» Passage
In detailed documents prepared for the approval of al-Qaeda’s leadership, Barot said that he hoped to emulate the Madrid train bombers who killed hundreds of commuters in March 2004.
One document, found on an encrypted computer disk, conveyed Barot’s enthusiasm about the damage that might be caused by a bomb in a Tube tunnel. He wrote: “Imagine the chaos that would be caused if a powerful explosion were to rip through here and actually rupture the river itself. This would cause pandemonium, what with the explosions, flooding, drowning, etc, that would result.”
Two projects, to build a radioactive “dirty bomb” and to pack stretch limousines with gas cylinders and explosives and detonate them in car parks beneath buildings, appeared to be close to fruition when discovered in summer 2004.

» Entries shown
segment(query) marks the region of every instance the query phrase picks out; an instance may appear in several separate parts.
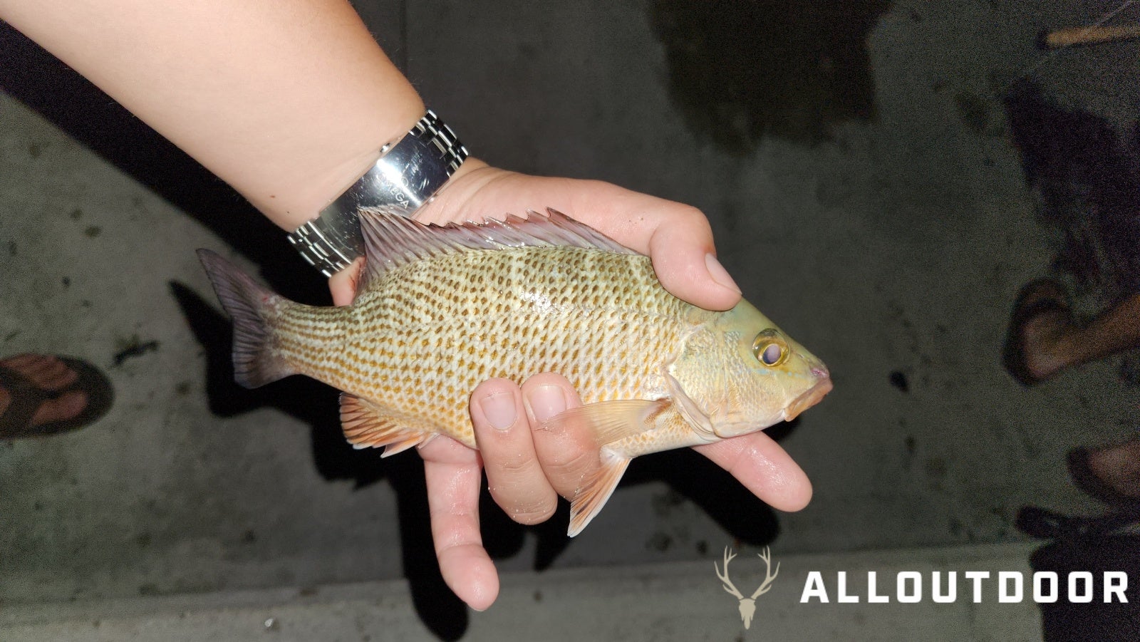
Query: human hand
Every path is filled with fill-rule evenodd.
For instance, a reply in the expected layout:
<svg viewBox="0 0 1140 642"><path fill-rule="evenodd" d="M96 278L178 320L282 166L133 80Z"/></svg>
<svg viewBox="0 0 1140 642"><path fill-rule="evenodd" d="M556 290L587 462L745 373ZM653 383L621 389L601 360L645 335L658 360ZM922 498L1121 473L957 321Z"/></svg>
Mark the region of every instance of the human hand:
<svg viewBox="0 0 1140 642"><path fill-rule="evenodd" d="M462 221L473 213L502 218L549 206L650 255L658 279L674 295L726 310L740 290L716 261L705 216L689 205L593 180L532 177L469 159L447 189L416 212L423 222ZM356 270L329 279L336 304L356 291ZM471 396L479 450L446 437L420 448L424 460L432 538L448 586L473 609L498 595L498 576L479 531L479 490L487 471L491 496L512 519L548 519L557 496L572 497L584 476L600 465L598 446L585 431L539 430L560 412L581 405L563 376L538 374L521 387L490 380ZM796 511L812 487L803 470L769 437L756 432L695 447L769 505Z"/></svg>

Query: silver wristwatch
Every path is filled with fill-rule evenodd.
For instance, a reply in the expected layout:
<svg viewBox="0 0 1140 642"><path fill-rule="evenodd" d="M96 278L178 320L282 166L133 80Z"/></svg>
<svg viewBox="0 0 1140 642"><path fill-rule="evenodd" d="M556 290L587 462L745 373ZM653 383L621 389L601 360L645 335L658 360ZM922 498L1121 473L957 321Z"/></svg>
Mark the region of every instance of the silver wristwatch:
<svg viewBox="0 0 1140 642"><path fill-rule="evenodd" d="M410 216L431 201L463 161L467 149L434 112L427 109L410 131L380 149L380 160L316 219L288 235L298 252L325 276L364 254L361 208Z"/></svg>

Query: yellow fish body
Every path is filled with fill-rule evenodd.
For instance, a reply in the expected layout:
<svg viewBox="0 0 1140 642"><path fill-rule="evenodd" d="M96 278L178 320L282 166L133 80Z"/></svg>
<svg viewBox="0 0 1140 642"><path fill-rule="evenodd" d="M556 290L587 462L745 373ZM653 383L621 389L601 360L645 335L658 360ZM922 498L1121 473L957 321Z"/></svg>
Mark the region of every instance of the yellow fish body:
<svg viewBox="0 0 1140 642"><path fill-rule="evenodd" d="M823 363L747 301L673 296L650 259L563 214L434 226L361 213L367 262L349 307L269 292L198 254L234 319L237 382L306 374L343 391L344 434L391 455L447 434L475 448L467 398L490 377L559 372L602 466L571 501L571 536L637 455L790 420L831 390Z"/></svg>

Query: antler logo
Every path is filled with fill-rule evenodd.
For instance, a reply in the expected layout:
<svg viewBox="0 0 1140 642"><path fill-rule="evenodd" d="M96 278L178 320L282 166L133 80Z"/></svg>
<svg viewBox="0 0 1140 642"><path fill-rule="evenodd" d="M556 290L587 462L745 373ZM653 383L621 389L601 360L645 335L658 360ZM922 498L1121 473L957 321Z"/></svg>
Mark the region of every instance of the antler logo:
<svg viewBox="0 0 1140 642"><path fill-rule="evenodd" d="M723 572L720 571L720 567L716 566L716 562L712 562L712 568L716 569L716 576L720 578L722 583L724 583L724 590L740 600L740 619L744 620L746 629L752 625L752 616L756 615L756 599L772 588L772 582L775 580L776 575L780 574L780 562L776 562L775 572L772 571L772 552L767 546L764 547L764 553L757 553L756 555L764 560L764 564L767 567L767 570L764 574L764 584L760 584L760 587L752 593L751 598L744 598L740 591L736 590L736 586L732 583L732 580L728 579L728 562L736 556L735 553L731 552L731 548L727 546L724 547Z"/></svg>

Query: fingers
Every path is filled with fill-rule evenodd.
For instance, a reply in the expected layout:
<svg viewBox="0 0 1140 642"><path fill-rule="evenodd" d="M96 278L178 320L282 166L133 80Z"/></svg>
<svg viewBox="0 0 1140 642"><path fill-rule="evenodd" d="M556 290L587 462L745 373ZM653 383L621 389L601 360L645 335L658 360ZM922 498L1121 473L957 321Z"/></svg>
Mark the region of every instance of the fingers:
<svg viewBox="0 0 1140 642"><path fill-rule="evenodd" d="M334 306L350 306L356 298L356 284L364 268L364 258L359 257L352 265L328 277L328 291L333 293Z"/></svg>
<svg viewBox="0 0 1140 642"><path fill-rule="evenodd" d="M498 596L499 583L479 534L479 454L439 436L420 448L420 455L443 582L472 609L486 610Z"/></svg>
<svg viewBox="0 0 1140 642"><path fill-rule="evenodd" d="M740 287L720 266L712 231L694 208L669 203L649 241L658 281L674 296L710 310L727 310L740 301Z"/></svg>
<svg viewBox="0 0 1140 642"><path fill-rule="evenodd" d="M798 511L812 499L812 482L791 456L763 432L694 446L754 495L781 511Z"/></svg>
<svg viewBox="0 0 1140 642"><path fill-rule="evenodd" d="M598 445L584 425L570 423L551 429L542 424L581 406L581 399L570 381L555 373L528 379L522 384L522 395L543 473L555 493L569 499L578 491L581 480L601 465Z"/></svg>
<svg viewBox="0 0 1140 642"><path fill-rule="evenodd" d="M740 287L716 258L712 229L697 208L600 181L572 181L588 194L575 214L619 243L649 254L674 296L710 310L740 301Z"/></svg>
<svg viewBox="0 0 1140 642"><path fill-rule="evenodd" d="M519 523L549 519L559 498L535 454L522 390L505 379L479 384L471 395L471 422L495 503Z"/></svg>

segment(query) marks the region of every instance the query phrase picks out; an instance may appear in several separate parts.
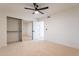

» Task item A
Translate this sentence from the passage on Barot's bomb plots into Spanish: "In detailed documents prepared for the approval of al-Qaeda's leadership, Barot said that he hoped to emulate the Madrid train bombers who killed hundreds of commuters in March 2004."
» Task item B
Reproduce verbatim the stretch of the passage on Barot's bomb plots from "In detailed documents" through "in summer 2004.".
» Task item C
Carry the passage on Barot's bomb plots forward, beginning after its final sentence.

» Answer section A
En documentos detallados preparados para la aprobación de la cúpula de al Qaeda, Barot afirmó que esperaba emular a los autores de los atentados contra los trenes de Madrid, que mataron a cientos de viajeros en marzo de 2004.

» Answer section B
In detailed documents prepared for the approval of al-Qaeda’s leadership, Barot said that he hoped to emulate the Madrid train bombers who killed hundreds of commuters in March 2004.
One document, found on an encrypted computer disk, conveyed Barot’s enthusiasm about the damage that might be caused by a bomb in a Tube tunnel. He wrote: “Imagine the chaos that would be caused if a powerful explosion were to rip through here and actually rupture the river itself. This would cause pandemonium, what with the explosions, flooding, drowning, etc, that would result.”
Two projects, to build a radioactive “dirty bomb” and to pack stretch limousines with gas cylinders and explosives and detonate them in car parks beneath buildings, appeared to be close to fruition when discovered in summer 2004.

» Answer section C
Edmund Lawson, QC, for the prosecution, told Woolwich Crown Court: “In early 2004 Barot travelled to Pakistan, and the obvious inference is that the purpose of the trip was to present the plans for approval and funding. The plans were costed and, most chillingly, they were drawn up as business plans . . . they involved the giving of no warnings and were designed to kill as many innocent civilians as possible.”
But Barot was thwarted by “an outstanding counter-terrorist operation”. He refused to answer questions at first, after being arrested but a “meticulous investigation” which continued for 2½ years in Britain, the United States, Malaysia, Pakistan and the Philippines produced such a weight of evidence that Barot eventually pleaded guilty to planning to carry out mass murder in Britain and the US.